* EXERCISE REQUIREMENTS
Reproduce the following account of a metro trip in Baku in full, word for word.

* TEXT SEGMENT
━━━━━━
I’ll leave by 9:30am, I told myself, I’ll get to the university right at 10, maybe a little later, but that’ll be okay. I briefly reviewed my route: 28 May metro to İnşaatçılar. I had gone from the station near Azerbaijan State Economic University to the one near my flat the other day with one of my colleagues. Just backtrack. Piece of cake.
I left on time, made my way over to 28 May metro, one of the major stations in Baku because it’s the point in the system where the red and green lines meet and separate, so I knew I had to be careful about getting on the right line.
İnşaatçılar, green line – got it. Followed some signs, got on a train, got off at a different stop. Hmmm, turns out this is the section of the green line that branches out and ends. I knew I had to go back, but wasn’t sure where to walk to do that. I gingerly made my way to a little help booth, hopefully the nice lady can indicate where I should go.
She was actually very sweet, but couldn’t do much with my limited linguistic knowledge. We were conveniently talking by the escalator that led down into the stop, it wasn’t very busy except for one middle-age man. She noted him half-way down and asked if he was going to İnşaatçılar. He nodded yes, and both indicated for me to follow.
Wait, what – did that just happen? Stop wondering – start following, Hayley! Back on the train, back to the 28 May stop, walk around to a different part of the metro, wait a few seconds. He didn’t speak to me during this whole time, but he had made sure I got a seat on the train and didn’t seem to mind my presence too much.
It was crowded at this stop and when the train got around, no one got off so we packed ourselves inside the car like sardines. Ugh, so uncomfortable. Worse, I couldn’t reach over to grab a bar that ran along the ceiling of the car. Well, maybe I could have, but I happened to be the only woman sandwiched in that portion of the car, and I didn’t feel that it would have been appropriate for me to force my way. I’d also noted earlier that I seemed to attract more attention than usual wearing a skirt and patterned tights; so this was uncomfortable on multiple levels. The train lurched to a start – almost fell. Almost fell again when it made the first sharp turn. My helper calmly got ahold of my left hand to steady me, and held it like a perfect gentleman until our stop.
━━━━━━
* COLLECTED DATA
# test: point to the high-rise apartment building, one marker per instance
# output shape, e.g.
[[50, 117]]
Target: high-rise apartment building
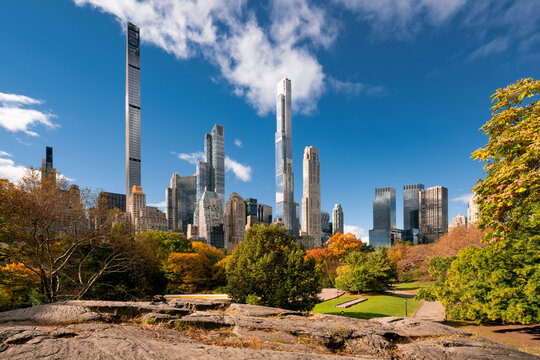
━━━━━━
* OUTPUT FOR THIS EXERCISE
I’ll leave by 9:30am, I told myself, I’ll get to the university right at 10, maybe a little later, but that’ll be okay. I briefly reviewed my route: 28 May metro to İnşaatçılar. I had gone from the station near Azerbaijan State Economic University to the one near my flat the other day with one of my colleagues. Just backtrack. Piece of cake.
I left on time, made my way over to 28 May metro, one of the major stations in Baku because it’s the point in the system where the red and green lines meet and separate, so I knew I had to be careful about getting on the right line.
İnşaatçılar, green line – got it. Followed some signs, got on a train, got off at a different stop. Hmmm, turns out this is the section of the green line that branches out and ends. I knew I had to go back, but wasn’t sure where to walk to do that. I gingerly made my way to a little help booth, hopefully the nice lady can indicate where I should go.
She was actually very sweet, but couldn’t do much with my limited linguistic knowledge. We were conveniently talking by the escalator that led down into the stop, it wasn’t very busy except for one middle-age man. She noted him half-way down and asked if he was going to İnşaatçılar. He nodded yes, and both indicated for me to follow.
Wait, what – did that just happen? Stop wondering – start following, Hayley! Back on the train, back to the 28 May stop, walk around to a different part of the metro, wait a few seconds. He didn’t speak to me during this whole time, but he had made sure I got a seat on the train and didn’t seem to mind my presence too much.
It was crowded at this stop and when the train got around, no one got off so we packed ourselves inside the car like sardines. Ugh, so uncomfortable. Worse, I couldn’t reach over to grab a bar that ran along the ceiling of the car. Well, maybe I could have, but I happened to be the only woman sandwiched in that portion of the car, and I didn’t feel that it would have been appropriate for me to force my way. I’d also noted earlier that I seemed to attract more attention than usual wearing a skirt and patterned tights; so this was uncomfortable on multiple levels. The train lurched to a start – almost fell. Almost fell again when it made the first sharp turn. My helper calmly got ahold of my left hand to steady me, and held it like a perfect gentleman until our stop.